_Extrahierter Text_

Dienstag, 23. April 2024

Archiv


Lammert: Westliche Gesellschaft muss zu ihren Werten stehen

Die Islam-Konferenz in Berlin soll nach Ansicht von Bundestagspräsident Norbert Lammert (CDU) dazu dienen, dass Muslime und Nicht-Muslime in Deutschland sich auf der Basis des Grundgesetzes verständigen. Es müsse klar werden, welche verfassungsmäßigen Grundlagen in der Bundesrepublik bestünden, sagte der CDU-Politiker im Deutschlandfunk.

27.09.2006
    Bettina Klein: Idomeneo, die Oper von Wolfgang Amadeus Mozart. Idomeneo, der kretische König, der aufbegehrt, gegen die Götter, die von ihm verlangen, seinen Sohn zu opfern. Idomeneo, die Inszenierung von Hans Neuenfels an der Oper Berlin, mit abgeschlagenen Köpfen der großen Religionsbegründer. Protest im Saal hatte es auch bei Jesus gegeben, doch christliche Proteste waren nicht der Anlass dafür, dass die Oper nun abgesetzt wurde, sondern die Warnungen des Landeskriminalamtes Berlin vor möglichen empörten Reaktionen auf muslimischer Seite. Kaum jemand konnte gestern die Entscheidung der Intendantin nachvollziehen, sie wird allerdings wohl den Diskussionen auf der Islamkonferenz heute eine weitere Frage hinzufügen: Wie weit müssen wir die Freiheit der Kunst in unserem Land aufgeben, um die Gefühle der Muslime hierzulande und anderswo nicht zu verletzten. Das Unverständnis gestern ging nahezu quer durchs politische Spektrum, Polizeipräsident und Kultursenator von Berlin stellten sich allerdings hinter die Intendantin und halten die Absetzung der Oper für verantwortungsvoll. Kirsten Harms selbst weißt darauf hin, wenn sie die Warnung ignoriert hätte und es wäre etwas passiert, so Frau Harms, dann hätte ihr jeder vorgeworfen, sich einfach über die Warnungen hinweggesetzt zu haben. Über die Fragen, die sich in diesem Kontext stellen, auch vor dem Hintergrund des heute beginnenden Islamgipfels in Berlin, möchte ich jetzt sprechen mit dem Präsidenten des Deutschen Bundestages, mit Norbert Lammert, CDU. Guten Morgen, Herr Lammert.

_Aufgabenstellung_
Wessen Warnungen waren laut dem Beitrag zur Islam-Konferenz der Anlass dafür, dass die Oper abgesetzt wurde?

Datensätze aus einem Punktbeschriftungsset
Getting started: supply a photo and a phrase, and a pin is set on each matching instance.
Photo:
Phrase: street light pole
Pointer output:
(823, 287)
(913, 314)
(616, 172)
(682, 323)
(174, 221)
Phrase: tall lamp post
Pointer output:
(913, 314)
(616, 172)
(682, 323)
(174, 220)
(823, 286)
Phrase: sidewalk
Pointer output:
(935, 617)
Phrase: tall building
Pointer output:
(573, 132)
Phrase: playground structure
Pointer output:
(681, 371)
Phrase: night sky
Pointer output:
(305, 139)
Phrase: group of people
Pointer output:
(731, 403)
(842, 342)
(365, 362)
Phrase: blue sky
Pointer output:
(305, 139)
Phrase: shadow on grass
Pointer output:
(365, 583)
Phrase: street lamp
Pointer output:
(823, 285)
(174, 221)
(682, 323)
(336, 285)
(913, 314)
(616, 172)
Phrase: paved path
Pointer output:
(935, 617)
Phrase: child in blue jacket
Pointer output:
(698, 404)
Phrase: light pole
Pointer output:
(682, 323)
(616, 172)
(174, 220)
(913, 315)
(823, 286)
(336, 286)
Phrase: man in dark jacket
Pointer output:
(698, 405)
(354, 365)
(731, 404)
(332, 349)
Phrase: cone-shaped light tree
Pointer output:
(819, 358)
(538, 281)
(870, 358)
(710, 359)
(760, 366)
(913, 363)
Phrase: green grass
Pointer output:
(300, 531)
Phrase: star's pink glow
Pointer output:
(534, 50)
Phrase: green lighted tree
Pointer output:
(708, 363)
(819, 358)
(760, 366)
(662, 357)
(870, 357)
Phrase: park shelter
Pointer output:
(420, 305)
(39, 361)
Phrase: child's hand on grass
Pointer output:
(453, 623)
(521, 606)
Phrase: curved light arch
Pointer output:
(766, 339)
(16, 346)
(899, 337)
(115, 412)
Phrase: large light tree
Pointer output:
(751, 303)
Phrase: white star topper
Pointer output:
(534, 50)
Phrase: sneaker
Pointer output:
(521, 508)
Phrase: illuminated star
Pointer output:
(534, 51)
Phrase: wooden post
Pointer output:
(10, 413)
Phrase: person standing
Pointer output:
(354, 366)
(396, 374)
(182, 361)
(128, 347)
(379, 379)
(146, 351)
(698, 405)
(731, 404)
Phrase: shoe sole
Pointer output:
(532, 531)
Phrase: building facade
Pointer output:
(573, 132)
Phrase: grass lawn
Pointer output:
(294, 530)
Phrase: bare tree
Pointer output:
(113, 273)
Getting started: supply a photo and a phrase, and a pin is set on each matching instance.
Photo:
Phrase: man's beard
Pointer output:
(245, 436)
...
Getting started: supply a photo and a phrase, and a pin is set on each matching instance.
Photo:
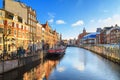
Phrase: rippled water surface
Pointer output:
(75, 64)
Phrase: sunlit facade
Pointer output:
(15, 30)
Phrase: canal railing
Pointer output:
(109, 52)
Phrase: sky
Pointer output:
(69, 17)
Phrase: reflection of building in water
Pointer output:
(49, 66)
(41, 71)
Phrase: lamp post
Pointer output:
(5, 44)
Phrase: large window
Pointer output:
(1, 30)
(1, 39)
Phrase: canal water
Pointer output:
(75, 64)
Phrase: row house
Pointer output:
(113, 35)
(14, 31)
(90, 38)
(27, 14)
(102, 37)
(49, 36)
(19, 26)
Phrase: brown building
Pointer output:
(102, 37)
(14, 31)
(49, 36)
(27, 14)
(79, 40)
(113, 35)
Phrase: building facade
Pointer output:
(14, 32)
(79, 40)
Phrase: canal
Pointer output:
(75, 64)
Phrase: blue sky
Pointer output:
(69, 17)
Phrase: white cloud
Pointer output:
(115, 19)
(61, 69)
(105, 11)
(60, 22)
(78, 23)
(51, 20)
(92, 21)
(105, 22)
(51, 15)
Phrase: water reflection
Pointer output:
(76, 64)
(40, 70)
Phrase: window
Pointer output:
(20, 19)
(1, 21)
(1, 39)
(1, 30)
---
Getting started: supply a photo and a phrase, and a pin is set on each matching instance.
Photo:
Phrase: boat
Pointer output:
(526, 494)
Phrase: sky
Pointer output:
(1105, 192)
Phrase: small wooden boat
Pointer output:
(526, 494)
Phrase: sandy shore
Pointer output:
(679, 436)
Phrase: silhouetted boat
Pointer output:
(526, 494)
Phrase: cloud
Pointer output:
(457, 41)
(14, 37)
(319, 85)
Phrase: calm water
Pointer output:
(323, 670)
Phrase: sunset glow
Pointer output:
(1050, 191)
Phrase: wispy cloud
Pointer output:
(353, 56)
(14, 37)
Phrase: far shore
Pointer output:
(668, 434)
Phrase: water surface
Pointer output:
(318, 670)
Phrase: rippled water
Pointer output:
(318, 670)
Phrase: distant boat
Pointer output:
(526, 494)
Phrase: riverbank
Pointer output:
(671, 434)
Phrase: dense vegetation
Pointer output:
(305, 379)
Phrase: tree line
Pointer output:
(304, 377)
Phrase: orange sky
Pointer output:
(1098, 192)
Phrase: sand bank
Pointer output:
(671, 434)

_Ergebnis_
Die Warnungen des Landeskriminalamtes Berlin vor möglichen empörten Reaktionen auf muslimischer Seite.